REQUIRED WORK
Quote every line of the entries below word for word, without changing anything.

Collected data
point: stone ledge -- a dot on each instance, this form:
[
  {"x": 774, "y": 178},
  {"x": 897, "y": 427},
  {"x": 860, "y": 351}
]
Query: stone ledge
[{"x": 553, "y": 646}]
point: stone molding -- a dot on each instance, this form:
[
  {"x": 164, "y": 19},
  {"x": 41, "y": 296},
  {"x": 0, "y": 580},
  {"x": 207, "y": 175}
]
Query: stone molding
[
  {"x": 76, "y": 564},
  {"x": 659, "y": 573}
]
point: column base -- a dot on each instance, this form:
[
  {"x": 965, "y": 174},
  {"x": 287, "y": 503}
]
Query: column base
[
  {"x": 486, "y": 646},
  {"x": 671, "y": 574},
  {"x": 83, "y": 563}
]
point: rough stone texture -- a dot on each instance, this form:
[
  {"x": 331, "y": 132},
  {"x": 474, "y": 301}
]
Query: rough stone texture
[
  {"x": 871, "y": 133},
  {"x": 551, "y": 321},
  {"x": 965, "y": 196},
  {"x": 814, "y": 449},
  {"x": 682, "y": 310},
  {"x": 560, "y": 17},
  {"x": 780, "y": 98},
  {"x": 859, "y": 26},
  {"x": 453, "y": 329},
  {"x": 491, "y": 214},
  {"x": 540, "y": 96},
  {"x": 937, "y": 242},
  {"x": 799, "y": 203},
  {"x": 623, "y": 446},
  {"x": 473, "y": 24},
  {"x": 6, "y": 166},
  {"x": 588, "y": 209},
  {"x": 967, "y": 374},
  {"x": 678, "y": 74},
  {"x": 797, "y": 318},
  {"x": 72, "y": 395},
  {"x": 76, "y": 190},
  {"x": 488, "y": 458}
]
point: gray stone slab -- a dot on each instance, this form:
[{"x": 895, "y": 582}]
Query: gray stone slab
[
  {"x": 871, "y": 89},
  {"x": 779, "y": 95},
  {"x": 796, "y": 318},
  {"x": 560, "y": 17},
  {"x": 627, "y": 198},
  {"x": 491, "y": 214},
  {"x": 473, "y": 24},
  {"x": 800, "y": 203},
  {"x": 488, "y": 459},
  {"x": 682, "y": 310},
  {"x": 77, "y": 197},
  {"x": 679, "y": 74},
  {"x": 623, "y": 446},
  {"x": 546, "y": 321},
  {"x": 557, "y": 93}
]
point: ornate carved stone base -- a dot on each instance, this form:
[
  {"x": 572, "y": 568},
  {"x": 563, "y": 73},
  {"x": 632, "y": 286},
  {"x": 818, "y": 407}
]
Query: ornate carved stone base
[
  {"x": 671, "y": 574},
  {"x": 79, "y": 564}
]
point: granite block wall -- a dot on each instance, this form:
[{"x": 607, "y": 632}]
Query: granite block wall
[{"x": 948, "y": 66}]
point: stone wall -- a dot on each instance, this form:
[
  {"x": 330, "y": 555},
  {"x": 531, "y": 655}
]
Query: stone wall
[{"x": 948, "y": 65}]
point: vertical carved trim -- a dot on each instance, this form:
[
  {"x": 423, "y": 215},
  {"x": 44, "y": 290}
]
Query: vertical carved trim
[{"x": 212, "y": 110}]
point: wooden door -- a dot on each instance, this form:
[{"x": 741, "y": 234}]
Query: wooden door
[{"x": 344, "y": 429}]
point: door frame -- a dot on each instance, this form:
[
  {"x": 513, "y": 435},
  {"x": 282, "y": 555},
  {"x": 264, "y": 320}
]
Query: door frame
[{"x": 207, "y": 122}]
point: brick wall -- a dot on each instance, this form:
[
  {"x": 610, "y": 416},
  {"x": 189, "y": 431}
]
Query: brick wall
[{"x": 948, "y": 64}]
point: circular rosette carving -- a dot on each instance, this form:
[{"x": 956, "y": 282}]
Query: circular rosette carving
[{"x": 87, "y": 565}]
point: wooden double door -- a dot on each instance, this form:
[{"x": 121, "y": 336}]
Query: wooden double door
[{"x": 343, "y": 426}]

SOLUTION BELOW
point: stone ledge -- a dot on each instance, this form:
[
  {"x": 774, "y": 178},
  {"x": 897, "y": 427},
  {"x": 860, "y": 351}
]
Query: stone ledge
[{"x": 553, "y": 646}]
point: stone molding -- a dot on each instance, this form:
[
  {"x": 164, "y": 19},
  {"x": 41, "y": 296},
  {"x": 0, "y": 580},
  {"x": 207, "y": 175}
]
Query: stone molding
[
  {"x": 76, "y": 564},
  {"x": 659, "y": 573}
]
point: column base -- a dot on each instance, this form:
[
  {"x": 965, "y": 174},
  {"x": 287, "y": 503}
]
Query: column base
[
  {"x": 486, "y": 646},
  {"x": 671, "y": 574},
  {"x": 83, "y": 563}
]
point: rough stone texture -- a dot on each instance, this form:
[
  {"x": 331, "y": 132},
  {"x": 474, "y": 301}
]
Query: rough stone texture
[
  {"x": 871, "y": 133},
  {"x": 551, "y": 321},
  {"x": 965, "y": 196},
  {"x": 814, "y": 449},
  {"x": 682, "y": 310},
  {"x": 560, "y": 17},
  {"x": 780, "y": 98},
  {"x": 859, "y": 26},
  {"x": 453, "y": 329},
  {"x": 491, "y": 214},
  {"x": 540, "y": 96},
  {"x": 937, "y": 242},
  {"x": 799, "y": 203},
  {"x": 623, "y": 446},
  {"x": 473, "y": 24},
  {"x": 6, "y": 166},
  {"x": 588, "y": 209},
  {"x": 967, "y": 374},
  {"x": 678, "y": 74},
  {"x": 797, "y": 318},
  {"x": 72, "y": 395},
  {"x": 76, "y": 190},
  {"x": 488, "y": 458}
]
point: gray stone slab -- a dot on each instance, this form:
[{"x": 895, "y": 582}]
Query: gray stone slab
[
  {"x": 871, "y": 89},
  {"x": 779, "y": 95},
  {"x": 796, "y": 318},
  {"x": 560, "y": 17},
  {"x": 627, "y": 198},
  {"x": 491, "y": 214},
  {"x": 473, "y": 24},
  {"x": 800, "y": 203},
  {"x": 488, "y": 459},
  {"x": 682, "y": 310},
  {"x": 77, "y": 197},
  {"x": 679, "y": 74},
  {"x": 623, "y": 446},
  {"x": 546, "y": 321},
  {"x": 557, "y": 93}
]
point: ornate carved stone base -- a dot on each instance, this form:
[
  {"x": 572, "y": 568},
  {"x": 563, "y": 73},
  {"x": 632, "y": 286},
  {"x": 818, "y": 407}
]
Query: ornate carved stone base
[
  {"x": 671, "y": 574},
  {"x": 79, "y": 564}
]
point: granite block wall -- a dot on each instance, this form:
[{"x": 607, "y": 632}]
Query: granite block wall
[{"x": 948, "y": 66}]
point: stone wall -- a dot on each instance, this form:
[
  {"x": 330, "y": 555},
  {"x": 531, "y": 655}
]
Query: stone wall
[{"x": 948, "y": 65}]
point: vertical carved trim -- a dot on each instance, this form:
[
  {"x": 423, "y": 215},
  {"x": 44, "y": 290}
]
Query: vertical carved trim
[{"x": 212, "y": 110}]
point: wooden door -- a dot on each instance, this form:
[{"x": 741, "y": 234}]
Query: wooden door
[{"x": 344, "y": 429}]
point: door frame -- a dot on each instance, this form:
[
  {"x": 513, "y": 435},
  {"x": 282, "y": 555},
  {"x": 264, "y": 320}
]
Query: door frame
[{"x": 207, "y": 122}]
point: brick wall -- a dot on each instance, this form:
[
  {"x": 610, "y": 416},
  {"x": 189, "y": 431}
]
Query: brick wall
[{"x": 948, "y": 64}]
point: circular rosette carving -- a dot on each instance, this form:
[{"x": 956, "y": 282}]
Query: circular rosette carving
[{"x": 87, "y": 565}]
point: wooden double door -- a dot on each instance, this form:
[{"x": 121, "y": 336}]
Query: wooden double door
[{"x": 343, "y": 426}]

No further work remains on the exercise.